───── Reading passage

The 2024 Armourers and Brasiers' Cambridge Forum will be held on Tuesday 18th June 2024. The afternoon programme includes talks, the award of the Armourers & Brasiers’ Materials Science Venture Prize, displays of current research, and the 25th Kelly Lecture.

Photo of Mark Ediger

Glasses, but not as you know them!
— surface-mediated assembly of ultrastable and structured states

Professor Mark Ediger
University of Wisconsin-Madison, USA

Mark Ediger received his Ph.D. from Stanford University in 1984 and moved to the University of Wisconsin-Madison as an assistant professor in the Department of Chemistry.  He is currently the Hyuk Yu Professor of Chemistry at UW-Madison.  His research is focused on organic glasses, both polymeric and low-molecular-weight materials.  Current research projects include mobility induced in glasses by deformation and the formation of ultrastable and anisotropic glasses by physical vapour deposition.  Ediger has served on advisory boards for Macromolecules, the Journal of Polymer Science B: Polymer Physics Edition, and the Journal of Chemical Physics, and is currently an Associate Editor for the Journal of Chemical Physics. He has served as Chair of two Gordon Conferences: Polymer Physics and Chemistry and Physics of Liquids. He received the American Physical Society’s Dillon Medal in 1993 and also the Polymer Physics Prize in 2015, as well as the American Chemical Society Hildebrand Award for the Experimental and Theoretical Chemistry of Liquids in 2013. He is a Fellow of the American Association for the Advancement of Science.

Abstract

Physical vapour deposition (PVD) can produce glasses with remarkable properties, including high density and high kinetic stability.  By some metrics, these are the most stable glasses on the planet.  The properties of PVD glasses can be explained by the surface equilibration mechanism.  Even though the substrate is held below the glass-transition temperature Tg, the glass surface is highly mobile and this allows incoming molecules to sample many packing arrangements before being buried by further deposition.  In this process, the sample can equilibrate well below the conventional Tg.  Initial work with organic glasses has now been extended to show aspects of ultrastability in metallic and chalcogenide glasses.

The primary application of PVD glasses is organic light-emitting diode (OLED) displays, which are used for almost every mobile phone.  High-stability glasses make displays that last longer. During PVD, equilibration occurs in an anisotropic environment (the free surface) and this creates the opportunity to form anisotropic glasses.  For OLEDs, controlling anisotropy leads to brighter displays. Co-deposition allows controlled preparation of domain structures and this may be important for organic photovoltaic devices. The surface equilibration mechanism allows an understanding of all these examples.

 

Promoting Materials Science to Industry and Academia

The Armourers and Brasiers' Cambridge Forum is held annually at the Department of Materials Science & Metallurgy in Cambridge with the aim of raising the profile of materials science in the UK academic and industrial communities, while being international in scope. The Forum attracts high-level involvement from industry, research councils and other influential bodies. It incorporates the Kelly Lecture and the Gordon Seminars, inaugurated in 1999 to mark the opening of the Gordon Laboratory in the Department. It is generously supported by the Armourers and Brasiers' Livery Company and a number of other sponsors.

──────────
───── Given records

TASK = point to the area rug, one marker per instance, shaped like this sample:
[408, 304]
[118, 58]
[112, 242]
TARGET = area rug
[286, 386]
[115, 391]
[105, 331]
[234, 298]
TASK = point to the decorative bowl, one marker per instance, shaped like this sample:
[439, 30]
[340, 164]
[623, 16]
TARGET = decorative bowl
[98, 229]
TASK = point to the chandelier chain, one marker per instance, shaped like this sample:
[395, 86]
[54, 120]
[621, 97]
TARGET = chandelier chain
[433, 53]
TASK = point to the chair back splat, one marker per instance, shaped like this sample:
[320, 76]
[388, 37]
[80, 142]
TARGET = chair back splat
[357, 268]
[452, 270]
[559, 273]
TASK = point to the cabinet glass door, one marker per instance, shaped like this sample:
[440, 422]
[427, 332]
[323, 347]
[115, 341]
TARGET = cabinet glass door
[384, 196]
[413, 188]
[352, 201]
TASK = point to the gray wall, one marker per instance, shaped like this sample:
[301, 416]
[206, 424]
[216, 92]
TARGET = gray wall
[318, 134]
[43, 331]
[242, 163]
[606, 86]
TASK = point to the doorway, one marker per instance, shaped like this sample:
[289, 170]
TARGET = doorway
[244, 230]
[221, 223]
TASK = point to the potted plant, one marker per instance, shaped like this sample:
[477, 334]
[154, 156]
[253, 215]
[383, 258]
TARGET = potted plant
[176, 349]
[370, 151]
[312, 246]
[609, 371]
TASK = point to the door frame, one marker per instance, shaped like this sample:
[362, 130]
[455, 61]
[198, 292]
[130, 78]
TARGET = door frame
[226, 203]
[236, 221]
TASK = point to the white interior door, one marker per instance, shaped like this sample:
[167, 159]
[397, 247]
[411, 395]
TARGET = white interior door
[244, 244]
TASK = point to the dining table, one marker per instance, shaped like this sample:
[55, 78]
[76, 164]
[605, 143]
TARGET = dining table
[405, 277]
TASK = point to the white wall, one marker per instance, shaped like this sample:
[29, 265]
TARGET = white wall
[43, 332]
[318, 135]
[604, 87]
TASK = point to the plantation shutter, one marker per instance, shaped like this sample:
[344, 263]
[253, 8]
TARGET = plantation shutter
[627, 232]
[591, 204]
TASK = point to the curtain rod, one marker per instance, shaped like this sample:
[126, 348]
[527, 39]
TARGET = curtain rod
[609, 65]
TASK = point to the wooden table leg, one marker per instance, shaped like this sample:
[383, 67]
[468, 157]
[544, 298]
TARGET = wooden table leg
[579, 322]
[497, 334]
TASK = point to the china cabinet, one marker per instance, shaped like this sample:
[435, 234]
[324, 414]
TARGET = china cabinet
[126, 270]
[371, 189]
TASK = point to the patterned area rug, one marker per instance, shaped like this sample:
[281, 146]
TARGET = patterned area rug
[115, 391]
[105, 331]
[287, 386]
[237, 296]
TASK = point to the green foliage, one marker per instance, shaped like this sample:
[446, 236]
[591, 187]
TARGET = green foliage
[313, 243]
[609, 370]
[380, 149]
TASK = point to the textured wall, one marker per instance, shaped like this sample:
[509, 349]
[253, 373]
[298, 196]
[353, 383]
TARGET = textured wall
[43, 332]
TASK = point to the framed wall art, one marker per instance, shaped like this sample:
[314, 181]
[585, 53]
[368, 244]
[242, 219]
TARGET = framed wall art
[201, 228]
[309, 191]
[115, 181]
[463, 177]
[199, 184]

──────────

● Exercise requirements
According to the forum announcement, what is the primary application of glasses made by physical vapour deposition? This task can be done without the listing.

● Answer to the task
Organic light-emitting diode (OLED) displays, which are used for almost every mobile phone.